#### [Exercise]
Only the number is requested. Tally the lines of the data that hold the string "then".
'''
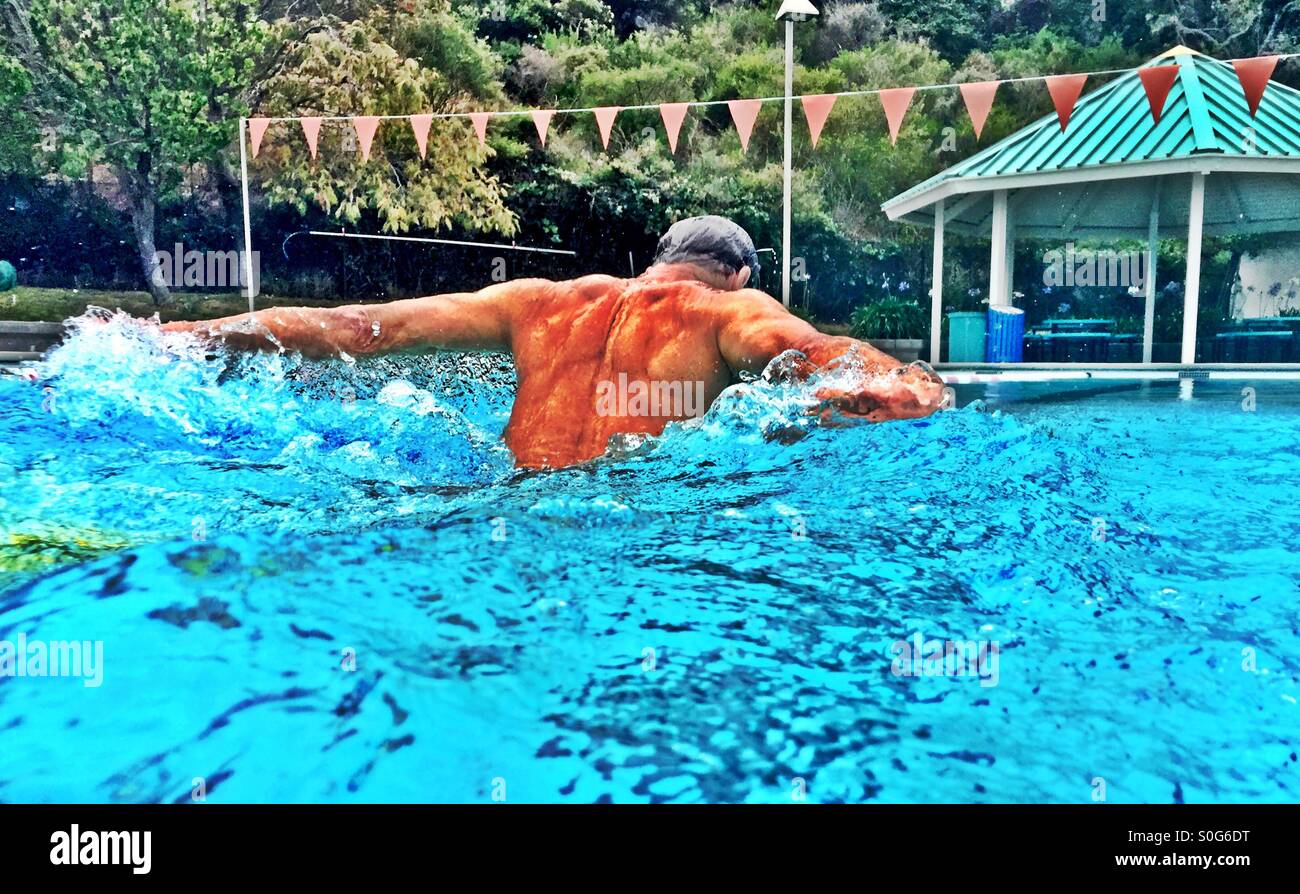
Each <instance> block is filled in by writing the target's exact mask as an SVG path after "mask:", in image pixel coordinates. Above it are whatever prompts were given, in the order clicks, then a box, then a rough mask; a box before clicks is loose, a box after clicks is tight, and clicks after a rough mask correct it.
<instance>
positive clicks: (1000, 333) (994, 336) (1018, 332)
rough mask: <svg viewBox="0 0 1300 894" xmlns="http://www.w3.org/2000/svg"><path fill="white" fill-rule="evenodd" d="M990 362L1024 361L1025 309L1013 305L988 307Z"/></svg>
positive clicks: (988, 335) (988, 327)
mask: <svg viewBox="0 0 1300 894" xmlns="http://www.w3.org/2000/svg"><path fill="white" fill-rule="evenodd" d="M987 355H988V356H985V357H984V360H987V361H988V363H1023V360H1024V311H1022V309H1021V308H1013V307H996V308H992V307H991V308H989V309H988V352H987Z"/></svg>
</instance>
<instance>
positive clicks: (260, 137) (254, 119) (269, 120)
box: [248, 118, 270, 159]
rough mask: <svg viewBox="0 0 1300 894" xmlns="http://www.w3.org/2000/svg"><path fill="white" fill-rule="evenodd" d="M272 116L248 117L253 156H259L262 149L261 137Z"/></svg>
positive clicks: (249, 145) (248, 136)
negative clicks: (270, 117)
mask: <svg viewBox="0 0 1300 894" xmlns="http://www.w3.org/2000/svg"><path fill="white" fill-rule="evenodd" d="M269 123H270V118H248V146H250V148H252V157H253V159H256V157H257V152H259V151H260V149H261V138H263V135H265V133H266V125H269Z"/></svg>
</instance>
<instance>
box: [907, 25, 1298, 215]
mask: <svg viewBox="0 0 1300 894" xmlns="http://www.w3.org/2000/svg"><path fill="white" fill-rule="evenodd" d="M1147 65H1148V66H1152V65H1178V66H1179V77H1178V78H1177V79H1175V82H1174V86H1173V88H1171V90H1170V94H1169V97H1167V99H1166V101H1165V109H1164V113H1162V116H1161V120H1160V122H1158V123H1157V122H1156V121H1154V118H1153V116H1152V113H1151V105H1149V104H1148V100H1147V94H1145V91H1144V90H1143V84H1141V81H1140V79H1139V77H1138V74H1136V71H1132V73H1128V74H1123V75H1121V77H1118V78H1115V79H1114V81H1112V82H1110V83H1108V84H1105V86H1104V87H1101V88H1099V90H1095V91H1092V92H1091V94H1087V95H1084V96H1082V97H1080V99H1079V101H1078V104H1076V105H1075V109H1074V113H1073V116H1071V117H1070V125H1069V127H1067V129H1066V131H1065V133H1062V131H1061V125H1060V122H1058V120H1057V116H1056V113H1054V112H1053V113H1052V114H1049V116H1047V117H1044V118H1040V120H1039V121H1036V122H1034V123H1031V125H1028V126H1026V127H1023V129H1022V130H1019V131H1017V133H1014V134H1011V135H1010V136H1008V138H1006V139H1004V140H1001V142H998V143H996V144H993V146H991V147H988V148H987V149H983V151H982V152H978V153H976V155H974V156H971V157H970V159H966V160H965V161H962V162H959V164H957V165H953V166H952V168H949V169H948V170H945V172H943V173H940V174H937V175H935V177H932V178H930V179H928V181H924V182H923V183H920V185H918V186H915V187H913V188H910V190H907V191H906V192H904V194H901V195H897V196H894V198H893V199H891V200H889V201H887V203H885V204H884V205H883V208H884V211H885V213H887V214H888V216H889V217H891V218H892V220H904V221H909V222H914V223H923V225H933V220H935V203H937V201H939V200H940V199H944V200H945V216H944V217H945V225H946V226H949V227H953V229H956V230H958V231H966V233H974V234H980V233H988V230H989V218H991V214H992V209H991V207H992V195H993V191H997V190H1008V191H1009V195H1010V203H1011V205H1010V207H1011V218H1013V221H1014V226H1015V230H1017V233H1018V234H1022V235H1030V236H1040V238H1041V236H1065V238H1070V236H1076V235H1114V236H1122V235H1139V234H1141V235H1145V233H1147V227H1148V216H1149V212H1151V208H1152V204H1153V203H1154V201H1158V203H1160V229H1161V233H1162V234H1169V235H1173V234H1178V233H1183V231H1186V227H1187V207H1188V192H1190V181H1191V178H1190V177H1188V175H1190V174H1191V173H1195V172H1203V173H1206V174H1213V175H1212V177H1209V178H1208V181H1206V201H1205V231H1206V233H1208V234H1221V233H1271V231H1279V230H1300V178H1297V177H1296V174H1300V91H1296V90H1292V88H1290V87H1287V86H1284V84H1281V83H1277V82H1270V83H1269V87H1268V90H1266V91H1265V94H1264V99H1262V101H1261V103H1260V107H1258V110H1257V113H1256V116H1255V118H1253V120H1252V118H1251V113H1249V108H1248V107H1247V103H1245V96H1244V94H1243V90H1242V84H1240V82H1239V81H1238V78H1236V73H1235V71H1234V69H1232V66H1231V64H1227V62H1221V61H1218V60H1214V58H1210V57H1208V56H1203V55H1200V53H1197V52H1195V51H1191V49H1188V48H1186V47H1177V48H1174V49H1170V51H1169V52H1166V53H1162V55H1161V56H1158V57H1156V58H1153V60H1151V61H1149V62H1147ZM1219 173H1222V174H1225V175H1218V174H1219ZM1179 174H1180V175H1179Z"/></svg>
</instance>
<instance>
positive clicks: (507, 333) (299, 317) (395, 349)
mask: <svg viewBox="0 0 1300 894" xmlns="http://www.w3.org/2000/svg"><path fill="white" fill-rule="evenodd" d="M550 285H551V283H550V282H547V281H545V279H516V281H515V282H506V283H500V285H497V286H490V287H487V288H484V290H481V291H477V292H458V294H450V295H434V296H430V298H413V299H409V300H406V301H391V303H389V304H354V305H348V307H338V308H270V309H266V311H257V312H256V313H242V314H238V316H234V317H225V318H221V320H205V321H200V322H172V324H166V325H165V326H162V330H164V331H169V333H195V334H199V335H204V337H208V338H214V339H218V340H221V342H224V343H225V344H227V346H230V347H233V348H238V350H243V351H278V350H285V351H298V352H300V353H303V355H305V356H308V357H331V356H338V355H339V353H347V355H351V356H359V355H369V353H394V352H402V351H510V350H511V331H512V326H513V320H515V314H516V312H517V309H519V308H520V305H521V304H523V303H524V301H526V300H528V299H530V298H532V296H534V295H538V294H541V292H542V291H543V290H546V288H547V287H550Z"/></svg>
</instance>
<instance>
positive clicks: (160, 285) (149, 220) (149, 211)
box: [131, 195, 172, 307]
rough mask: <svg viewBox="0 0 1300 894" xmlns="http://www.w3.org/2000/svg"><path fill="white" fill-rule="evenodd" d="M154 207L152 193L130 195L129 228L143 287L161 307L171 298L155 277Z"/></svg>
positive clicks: (154, 203)
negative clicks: (134, 231) (130, 224)
mask: <svg viewBox="0 0 1300 894" xmlns="http://www.w3.org/2000/svg"><path fill="white" fill-rule="evenodd" d="M155 207H156V204H155V201H153V196H152V195H133V196H131V229H133V230H134V231H135V252H136V256H138V257H139V259H140V272H142V273H143V274H144V287H146V288H148V290H149V296H151V298H152V299H153V305H155V307H161V305H164V304H166V303H168V301H170V300H172V292H170V290H169V288H168V287H166V283H165V282H164V281H162V279H160V278H157V277H155V270H156V269H157V256H156V251H157V247H156V246H155V244H153V212H155Z"/></svg>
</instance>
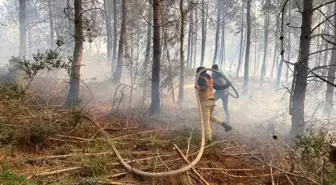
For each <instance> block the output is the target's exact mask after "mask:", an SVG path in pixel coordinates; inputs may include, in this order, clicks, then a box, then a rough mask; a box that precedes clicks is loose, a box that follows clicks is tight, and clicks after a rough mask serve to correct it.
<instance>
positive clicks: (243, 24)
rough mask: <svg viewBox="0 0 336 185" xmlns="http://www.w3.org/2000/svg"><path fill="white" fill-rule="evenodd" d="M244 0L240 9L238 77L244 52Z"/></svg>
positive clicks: (237, 72) (242, 59)
mask: <svg viewBox="0 0 336 185" xmlns="http://www.w3.org/2000/svg"><path fill="white" fill-rule="evenodd" d="M244 2H245V1H244V0H243V5H242V10H241V27H240V51H239V60H238V67H237V73H236V78H238V77H239V72H240V66H241V63H242V60H243V52H244V46H243V44H244V8H245V3H244Z"/></svg>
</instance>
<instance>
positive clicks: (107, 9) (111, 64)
mask: <svg viewBox="0 0 336 185" xmlns="http://www.w3.org/2000/svg"><path fill="white" fill-rule="evenodd" d="M109 2H111V1H109V0H104V9H105V14H106V16H105V23H106V40H107V47H106V51H107V52H106V53H107V61H108V62H109V64H110V65H111V69H113V66H112V65H113V64H112V59H113V57H112V49H113V48H112V46H113V43H112V25H111V5H110V3H109Z"/></svg>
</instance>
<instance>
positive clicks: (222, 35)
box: [220, 12, 225, 69]
mask: <svg viewBox="0 0 336 185" xmlns="http://www.w3.org/2000/svg"><path fill="white" fill-rule="evenodd" d="M222 13H223V17H222V35H221V37H222V38H221V47H220V48H221V50H220V51H221V53H220V67H221V69H223V68H225V67H224V66H225V17H224V12H222Z"/></svg>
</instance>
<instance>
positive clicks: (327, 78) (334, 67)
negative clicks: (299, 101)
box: [325, 3, 336, 117]
mask: <svg viewBox="0 0 336 185" xmlns="http://www.w3.org/2000/svg"><path fill="white" fill-rule="evenodd" d="M334 12H335V13H336V3H334ZM334 24H336V16H334ZM334 43H336V30H335V29H334ZM335 65H336V50H332V56H331V60H330V66H329V70H328V78H327V80H328V81H329V82H331V83H333V84H334V83H335V70H336V66H335ZM333 102H334V87H333V86H331V85H329V84H328V85H327V92H326V102H325V114H326V115H327V116H328V117H330V116H331V115H332V114H333V109H334V108H333Z"/></svg>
'''
#### [Answer space]
2